When you're a major health system in Idaho, a state that didn't expand Medicaid and has both a low income and education level, and you're operating with 1,100 beds, 14,000 employees and a 40 percent risk-based revenue model, there's a big incentive to be efficient.
Beyond efficiency, Michael Rawdan, senior director of revenue cycle and patient experience at St. Luke's Health System, told attendees of his Revenue Cycle Solutions Summit presentation "The Patient Behind the Bill: Creating a more satisfying financial journey" that redefining a patient's financial journey is worth the effort because not only does it influence patient satisfaction, but it also boosts payment performance.
Following a paper and digital survey on St. Luke's financial/billing experience, the writing was on the wall, with only 28 percent of patients expressing satisfaction. That's a pretty solid F, according to Rawdan, who is also a college professor.
Patients said they didn't understand their bills, endured long waits when calling into call centers, got inconsistent answers from those call centers, and were frustrated with the lack of a digital pay or view bill option. He shared the information with the system's senior leadership.

════

Continue the piece on St. Luke's Health System and its patients' billing experience, picking up after its final sentence.

════

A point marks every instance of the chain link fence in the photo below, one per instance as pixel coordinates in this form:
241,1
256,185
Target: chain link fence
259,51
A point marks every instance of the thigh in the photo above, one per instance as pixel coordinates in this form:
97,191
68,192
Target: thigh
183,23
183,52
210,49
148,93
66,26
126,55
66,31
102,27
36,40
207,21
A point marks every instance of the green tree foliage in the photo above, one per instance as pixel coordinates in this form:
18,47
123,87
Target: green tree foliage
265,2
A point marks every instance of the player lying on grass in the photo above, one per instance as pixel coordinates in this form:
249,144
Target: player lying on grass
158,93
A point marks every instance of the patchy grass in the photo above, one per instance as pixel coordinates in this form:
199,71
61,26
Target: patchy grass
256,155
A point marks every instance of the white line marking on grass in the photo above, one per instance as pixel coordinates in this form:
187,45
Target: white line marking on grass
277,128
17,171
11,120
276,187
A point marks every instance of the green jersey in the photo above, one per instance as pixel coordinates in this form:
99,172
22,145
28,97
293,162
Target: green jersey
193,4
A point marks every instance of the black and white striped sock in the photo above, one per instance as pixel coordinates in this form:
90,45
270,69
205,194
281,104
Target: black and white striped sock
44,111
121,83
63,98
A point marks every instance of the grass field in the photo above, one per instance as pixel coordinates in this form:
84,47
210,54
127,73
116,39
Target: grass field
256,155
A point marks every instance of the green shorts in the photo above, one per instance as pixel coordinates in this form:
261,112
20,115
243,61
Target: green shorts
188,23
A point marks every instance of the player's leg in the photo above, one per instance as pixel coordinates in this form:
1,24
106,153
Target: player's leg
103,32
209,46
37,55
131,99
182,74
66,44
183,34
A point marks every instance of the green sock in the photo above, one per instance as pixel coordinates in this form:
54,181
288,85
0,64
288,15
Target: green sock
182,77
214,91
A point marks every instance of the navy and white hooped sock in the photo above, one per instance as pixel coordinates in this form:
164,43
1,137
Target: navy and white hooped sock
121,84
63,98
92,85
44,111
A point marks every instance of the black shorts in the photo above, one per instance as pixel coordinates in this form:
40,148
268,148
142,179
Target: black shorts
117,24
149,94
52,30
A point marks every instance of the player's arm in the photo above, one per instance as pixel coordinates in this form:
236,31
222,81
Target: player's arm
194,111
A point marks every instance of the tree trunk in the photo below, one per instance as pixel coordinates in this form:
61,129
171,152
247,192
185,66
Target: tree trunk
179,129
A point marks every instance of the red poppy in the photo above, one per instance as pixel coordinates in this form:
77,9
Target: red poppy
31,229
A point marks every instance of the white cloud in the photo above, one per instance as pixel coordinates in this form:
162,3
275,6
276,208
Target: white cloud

════

▶ **OUTPUT**
"When I showed them this information, the answer was, 'Wow, we need to do something about this,'" Rawdan said.
They knew they had to get charity applications turned around faster and develop longer-term payment plans, as well as improve in other areas, and they sorely needed a digital platform. Patients wanted to be able to pay online, make payment arrangements online after viewing their options and even have the ability to marry the accounts for different family members under one account with a head of household function so that one person could manage the whole family's dealings.
They also installed scoring and segmentation into revenue cycle operations and focused their resources on those who were most likely to pay to increase efficiency.
St. Luke's listened and implemented a digital solution that had these capabilities and, since 70 percent of its patients were still using paper statements, it overhauled those statements to make them easier to interpret.
It worked. Rawdan said St. Luke's went from 28 percent satisfaction to 57 percent, with patients at least saying it is doing a lot better than it was.
St. Luke's also saw a 29 percent improvement in its yield, and cost to collect dropped 57 percent.
Rawdan said the morals to their story are that financial experience can improve yields and costs at the same time and it's important to listen to your patients and empower them to help themselves through automation and self-servicing.
"We treat all patients different from a clinical perspective," he said. "Why would we think we should treat them the same financially?"